Named-object pointing records:

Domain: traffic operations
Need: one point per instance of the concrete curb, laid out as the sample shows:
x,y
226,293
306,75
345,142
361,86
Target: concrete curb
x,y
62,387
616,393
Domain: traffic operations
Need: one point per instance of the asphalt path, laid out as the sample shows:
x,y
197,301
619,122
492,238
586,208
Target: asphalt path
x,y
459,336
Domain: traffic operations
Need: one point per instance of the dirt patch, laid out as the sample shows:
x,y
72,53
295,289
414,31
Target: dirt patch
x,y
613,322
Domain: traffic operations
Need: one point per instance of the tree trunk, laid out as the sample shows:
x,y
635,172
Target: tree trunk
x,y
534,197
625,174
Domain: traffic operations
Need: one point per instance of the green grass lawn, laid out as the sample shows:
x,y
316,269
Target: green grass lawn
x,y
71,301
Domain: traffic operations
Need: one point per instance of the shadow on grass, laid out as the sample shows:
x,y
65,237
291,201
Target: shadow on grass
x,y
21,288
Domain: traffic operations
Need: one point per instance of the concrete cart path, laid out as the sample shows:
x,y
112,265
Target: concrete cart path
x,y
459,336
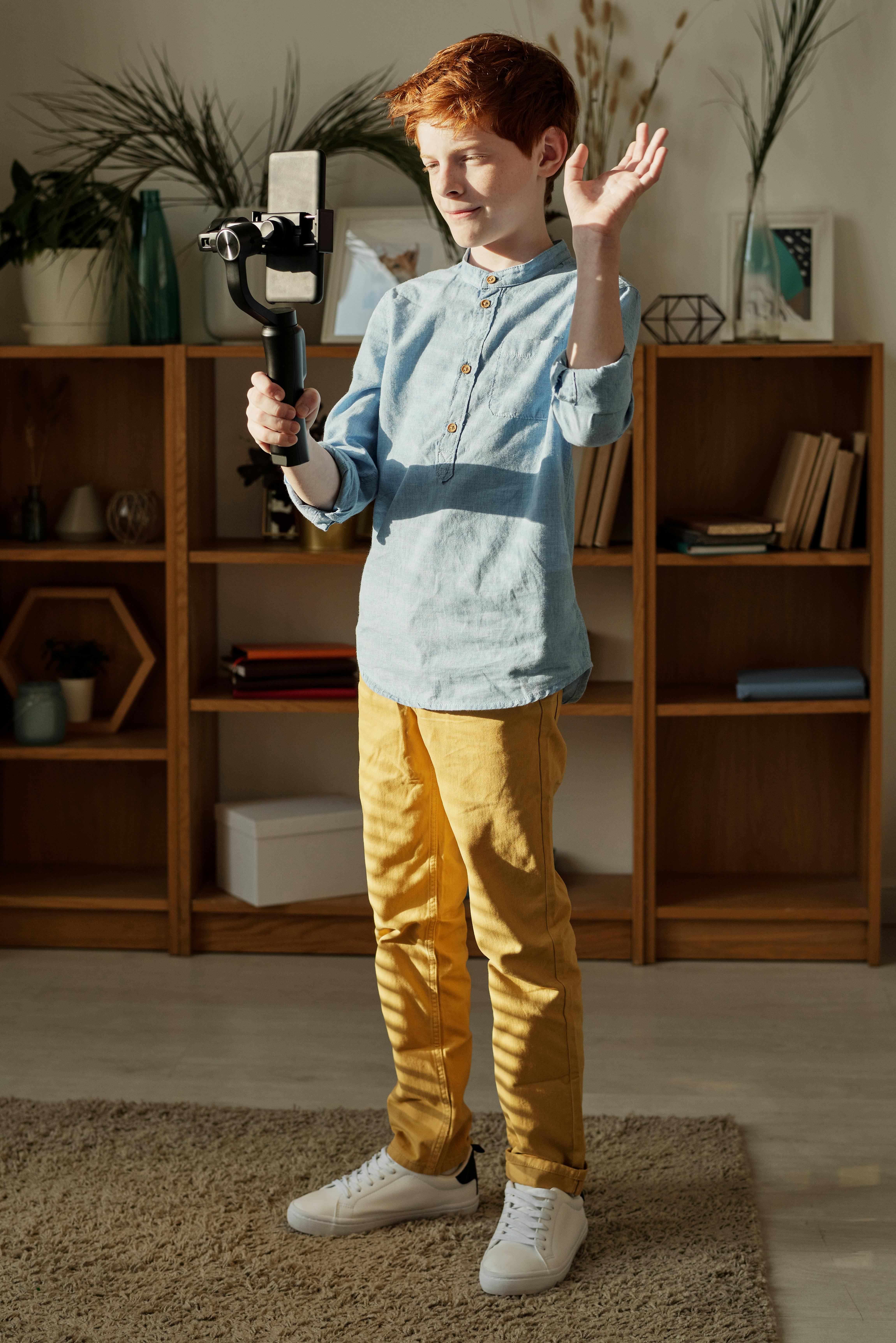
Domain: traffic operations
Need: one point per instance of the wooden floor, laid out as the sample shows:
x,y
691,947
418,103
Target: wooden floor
x,y
803,1055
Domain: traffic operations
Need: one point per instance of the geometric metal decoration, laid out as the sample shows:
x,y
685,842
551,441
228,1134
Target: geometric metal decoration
x,y
78,613
683,319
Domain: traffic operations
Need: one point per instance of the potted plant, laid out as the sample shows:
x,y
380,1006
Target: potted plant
x,y
56,230
76,664
146,124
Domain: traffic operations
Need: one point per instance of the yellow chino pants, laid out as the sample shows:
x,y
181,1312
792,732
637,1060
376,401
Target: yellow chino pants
x,y
449,800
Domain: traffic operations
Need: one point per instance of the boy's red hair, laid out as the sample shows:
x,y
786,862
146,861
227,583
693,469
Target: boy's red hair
x,y
495,83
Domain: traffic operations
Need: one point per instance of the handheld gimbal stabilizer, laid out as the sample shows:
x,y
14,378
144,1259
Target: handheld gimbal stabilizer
x,y
293,237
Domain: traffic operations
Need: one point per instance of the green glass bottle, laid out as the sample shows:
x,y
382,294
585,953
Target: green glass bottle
x,y
155,311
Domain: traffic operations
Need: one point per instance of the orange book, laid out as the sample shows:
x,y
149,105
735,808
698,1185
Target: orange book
x,y
255,652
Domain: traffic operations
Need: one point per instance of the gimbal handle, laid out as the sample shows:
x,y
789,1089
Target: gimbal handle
x,y
283,338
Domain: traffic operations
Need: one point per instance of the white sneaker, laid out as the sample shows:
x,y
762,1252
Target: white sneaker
x,y
537,1240
382,1192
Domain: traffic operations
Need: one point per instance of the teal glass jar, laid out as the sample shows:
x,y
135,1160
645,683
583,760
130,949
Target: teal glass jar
x,y
155,310
40,714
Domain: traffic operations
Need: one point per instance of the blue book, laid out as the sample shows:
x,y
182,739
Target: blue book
x,y
803,684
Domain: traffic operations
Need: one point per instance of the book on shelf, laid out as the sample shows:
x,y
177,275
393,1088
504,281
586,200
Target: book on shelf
x,y
705,535
613,489
819,487
703,548
596,495
833,519
803,684
860,444
790,485
299,671
725,526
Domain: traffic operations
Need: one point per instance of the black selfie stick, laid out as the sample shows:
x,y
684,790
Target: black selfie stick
x,y
295,244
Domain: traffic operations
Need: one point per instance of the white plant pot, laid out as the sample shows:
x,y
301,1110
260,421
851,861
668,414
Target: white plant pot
x,y
68,301
225,322
78,696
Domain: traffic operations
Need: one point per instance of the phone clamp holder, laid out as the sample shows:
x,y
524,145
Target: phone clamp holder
x,y
291,244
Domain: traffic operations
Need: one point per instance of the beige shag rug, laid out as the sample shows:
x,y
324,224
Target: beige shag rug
x,y
159,1224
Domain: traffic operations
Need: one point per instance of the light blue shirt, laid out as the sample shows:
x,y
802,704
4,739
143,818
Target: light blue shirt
x,y
468,600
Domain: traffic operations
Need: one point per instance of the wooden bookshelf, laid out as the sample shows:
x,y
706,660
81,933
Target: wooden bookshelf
x,y
757,826
762,818
86,831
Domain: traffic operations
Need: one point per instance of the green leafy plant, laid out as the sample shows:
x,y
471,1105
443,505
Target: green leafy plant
x,y
76,660
147,124
57,210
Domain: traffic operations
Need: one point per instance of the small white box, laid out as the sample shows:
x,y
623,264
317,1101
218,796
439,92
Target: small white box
x,y
272,853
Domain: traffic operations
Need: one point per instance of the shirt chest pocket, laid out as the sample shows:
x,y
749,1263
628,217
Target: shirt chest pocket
x,y
520,383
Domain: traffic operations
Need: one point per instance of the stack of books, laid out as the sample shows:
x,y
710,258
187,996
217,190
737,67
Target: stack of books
x,y
292,672
600,473
719,535
816,492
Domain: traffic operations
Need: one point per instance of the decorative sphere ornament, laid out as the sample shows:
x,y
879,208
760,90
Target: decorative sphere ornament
x,y
134,516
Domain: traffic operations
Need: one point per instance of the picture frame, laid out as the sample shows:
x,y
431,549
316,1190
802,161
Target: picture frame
x,y
807,249
375,248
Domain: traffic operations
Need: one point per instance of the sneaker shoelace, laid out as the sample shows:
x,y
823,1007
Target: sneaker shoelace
x,y
523,1219
369,1174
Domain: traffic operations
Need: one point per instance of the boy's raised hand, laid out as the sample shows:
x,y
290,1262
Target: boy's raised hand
x,y
602,206
272,424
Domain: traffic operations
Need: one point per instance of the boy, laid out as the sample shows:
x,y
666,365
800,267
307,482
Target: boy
x,y
469,387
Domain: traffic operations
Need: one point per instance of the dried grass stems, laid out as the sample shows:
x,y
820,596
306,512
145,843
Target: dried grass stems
x,y
146,124
601,77
45,409
790,40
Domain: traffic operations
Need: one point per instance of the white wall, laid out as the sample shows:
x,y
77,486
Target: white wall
x,y
836,154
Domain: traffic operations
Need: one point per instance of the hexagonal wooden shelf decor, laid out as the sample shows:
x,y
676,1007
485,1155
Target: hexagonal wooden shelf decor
x,y
73,613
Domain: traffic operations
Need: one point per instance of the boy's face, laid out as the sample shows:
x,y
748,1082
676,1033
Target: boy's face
x,y
487,189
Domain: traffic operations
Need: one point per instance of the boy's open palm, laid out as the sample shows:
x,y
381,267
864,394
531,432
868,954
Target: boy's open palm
x,y
602,206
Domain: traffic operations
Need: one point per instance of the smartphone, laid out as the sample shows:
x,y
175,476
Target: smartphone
x,y
296,185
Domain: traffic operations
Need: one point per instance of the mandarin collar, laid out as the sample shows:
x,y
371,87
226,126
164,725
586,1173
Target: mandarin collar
x,y
553,258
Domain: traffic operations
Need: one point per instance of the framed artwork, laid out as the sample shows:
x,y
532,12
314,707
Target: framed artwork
x,y
375,249
805,244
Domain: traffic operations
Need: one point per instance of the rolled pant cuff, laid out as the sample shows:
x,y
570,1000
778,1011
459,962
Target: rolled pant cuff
x,y
538,1174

**Work required**
Write out the whole listing again, exactly, with no pictures.

**Solution to this problem**
Domain: traffic operations
Need: one point per instance of the concrete curb, laid out as the sample shows:
x,y
226,293
306,75
345,142
361,86
Target: concrete curb
x,y
62,387
616,393
Domain: traffic operations
Need: one point per instance of the asphalt path, laid out as the sample shows:
x,y
197,301
619,122
492,238
586,208
Target: asphalt path
x,y
459,336
Domain: traffic operations
Need: one point per instance of the dirt patch, laid out as the sample shows:
x,y
72,53
295,289
414,31
Target: dirt patch
x,y
613,322
Domain: traffic operations
Need: one point per instance of the tree trunk, laid out as the sample shows:
x,y
635,172
Target: tree trunk
x,y
534,197
625,174
Domain: traffic operations
Need: one point per instance of the green grass lawn, laid out as the sample shows:
x,y
316,269
Target: green grass lawn
x,y
71,301
Domain: traffic operations
Need: one point per instance of the shadow on grass, laid out as the sample shows:
x,y
65,237
291,201
Target: shadow on grass
x,y
21,288
Domain: traffic operations
Need: one point per instance of the concrete cart path, laid out as the sample shows:
x,y
112,265
Target: concrete cart path
x,y
459,336
Domain: traffic operations
Need: one point per instance of the wooden floor, laid out as the sample shows:
x,y
691,947
418,103
Target: wooden floor
x,y
803,1055
Domain: traffic operations
Need: one point per instance of the geometric metal decoration, laid out as the sample shows:
x,y
685,842
551,441
228,1134
Target: geometric metal decoration
x,y
78,613
683,319
Domain: traffic operations
Need: one point per instance of the potted plant, laid out as the sample shows:
x,y
380,1006
Target: potted plant
x,y
56,230
76,664
146,124
Domain: traffic operations
Need: one point per instance of the yellow chino pants, laid out as the sample shows:
x,y
181,1312
792,732
637,1060
376,401
Target: yellow chino pants
x,y
449,800
Domain: traffic operations
Need: one point per instance of the boy's red hair, laid out as the sample shows:
x,y
786,862
146,861
227,583
693,469
Target: boy's red hair
x,y
495,83
Domain: traffic operations
Need: one point per instance of the handheld gimbal stabilizer, laid out as the sample shows:
x,y
14,378
144,1259
Target: handheld gimbal stabilizer
x,y
293,237
Domain: traffic operations
Need: one point per instance of the green glass bottle, laid out as the sample shows:
x,y
382,294
585,953
Target: green glass bottle
x,y
155,311
Domain: traffic operations
Need: one point per instance of the orange book, laid out as the sample shows:
x,y
149,105
735,808
698,1185
Target: orange book
x,y
255,652
Domain: traffic operations
Need: one point per instance of the gimbal handle, laid out as the sample shows:
x,y
789,1089
Target: gimbal handle
x,y
283,338
Domain: traffic operations
Need: one point per instance of the white sneaker, laid out as the sample shows:
x,y
762,1252
Target: white sneaker
x,y
537,1240
382,1192
Domain: traffic operations
Need: one point per instance of the teal glass jar, laid out as the sample shows:
x,y
135,1160
645,683
583,760
130,949
Target: teal glass jar
x,y
155,310
40,714
Domain: traffic operations
Need: one point per instance of the blue book, laid out as the sample shows:
x,y
182,739
Target: blue book
x,y
803,684
Domain: traffic operations
Need: one point per instance of the book on shelf, laid out as the sample shows:
x,y
177,275
393,1088
504,281
586,200
Target: book on shelf
x,y
705,535
613,489
819,487
703,548
596,495
833,519
803,684
860,444
790,485
299,671
725,526
Domain: traffic operations
Need: one point per instance of the black selfie stick, laid out as the sample shows:
x,y
684,790
Target: black selfie stick
x,y
295,244
Domain: traffic operations
Need: one point per instance of the white plant pot, laid out as the sample shows:
x,y
301,1110
260,421
851,861
668,414
Target: white plant pot
x,y
68,301
225,322
78,696
Domain: traffic operations
Need: one point per instance of the phone clamp holder, laid out as the sample shows:
x,y
524,145
Target: phone clamp holder
x,y
291,244
Domain: traffic operations
Need: one point per instance of the beige shag rug, laid out as the sample shows:
x,y
324,224
Target: beige shag rug
x,y
159,1224
Domain: traffic operations
Need: one point per instance of the light blue shirt, laid out as the sample shows:
x,y
802,704
4,739
143,818
Target: light blue shirt
x,y
468,600
Domain: traffic operations
Need: one point per instance of the wooden bookshelf, laid out as the sample shows:
x,y
706,660
81,933
Target: wooden bookshelf
x,y
757,826
762,818
86,831
Domain: traffic operations
Need: one point per instance of the green leafy plant, laid out as the sample shows:
x,y
471,1105
443,505
Target: green leafy plant
x,y
76,660
147,124
57,210
Domain: traffic operations
Need: one point per instance of the small white box, laid out as the sample shows:
x,y
623,264
317,1101
218,796
439,92
Target: small white box
x,y
272,853
Domain: traffic operations
Need: one point per instance of the shirt chest pocket, laid out as the sample shows:
x,y
749,1263
628,217
Target: shirt chest pocket
x,y
520,383
Domain: traffic operations
Need: one point per instance of the stack of books, laid out as the sample shows:
x,y
710,258
187,996
217,190
737,67
Target: stack of books
x,y
292,672
600,473
719,535
816,492
Domain: traffic operations
Need: one point per instance of the decorative sphere ornament, laid out as the sample shows:
x,y
879,208
760,90
Target: decorative sphere ornament
x,y
134,516
Domain: traffic operations
Need: one point per instance of the picture frame, laid out as the sample shows:
x,y
431,549
316,1190
802,161
Target: picture frame
x,y
807,249
375,248
Domain: traffic operations
Need: one point per instance of the sneaker shoelace, laid out as the sample shows:
x,y
823,1007
Target: sneaker shoelace
x,y
523,1219
369,1174
Domain: traffic operations
Need: one point per instance of the boy's raised hand, laid out as the sample shows:
x,y
290,1262
Target: boy's raised hand
x,y
602,206
272,424
Domain: traffic operations
Need: one point per instance of the boy, laid out as the sample shows:
x,y
666,365
800,267
307,482
Target: boy
x,y
469,387
Domain: traffic operations
Need: one point per instance of the dried grass stems, laid out as the sample shows:
x,y
820,596
306,512
145,843
Target: dried grass stems
x,y
146,124
601,77
45,409
790,40
Domain: traffic operations
Need: one point per instance of the white wall, laid out as the sample shows:
x,y
77,486
Target: white wall
x,y
836,154
Domain: traffic operations
Need: one point per instance of the hexagonal wooden shelf decor, laid out as the sample shows:
x,y
676,1007
485,1155
Target: hexagonal wooden shelf decor
x,y
73,613
Domain: traffic operations
Need: one point per instance of the boy's face, laid out as the sample shows:
x,y
748,1082
676,1033
Target: boy's face
x,y
487,189
Domain: traffic operations
Need: one point per instance of the boy's open palm, laid out as the sample shows:
x,y
381,267
864,394
531,432
868,954
Target: boy's open palm
x,y
602,206
Domain: traffic operations
Need: one point per instance of the smartphone, laid out as the sample shows:
x,y
175,476
Target: smartphone
x,y
296,185
Domain: traffic operations
Need: one point per instance of the mandarin collar, laid out as the sample shows:
x,y
371,87
226,126
164,725
586,1173
Target: mandarin collar
x,y
553,258
Domain: traffic operations
Need: one point per instance of the framed artwork, laid out as the sample shows:
x,y
532,12
314,707
Target: framed artwork
x,y
375,249
805,244
Domain: traffic operations
Need: one point per instance of the rolled pant cuff, laid out as the sample shows:
x,y
570,1000
778,1011
459,962
Target: rolled pant cuff
x,y
538,1174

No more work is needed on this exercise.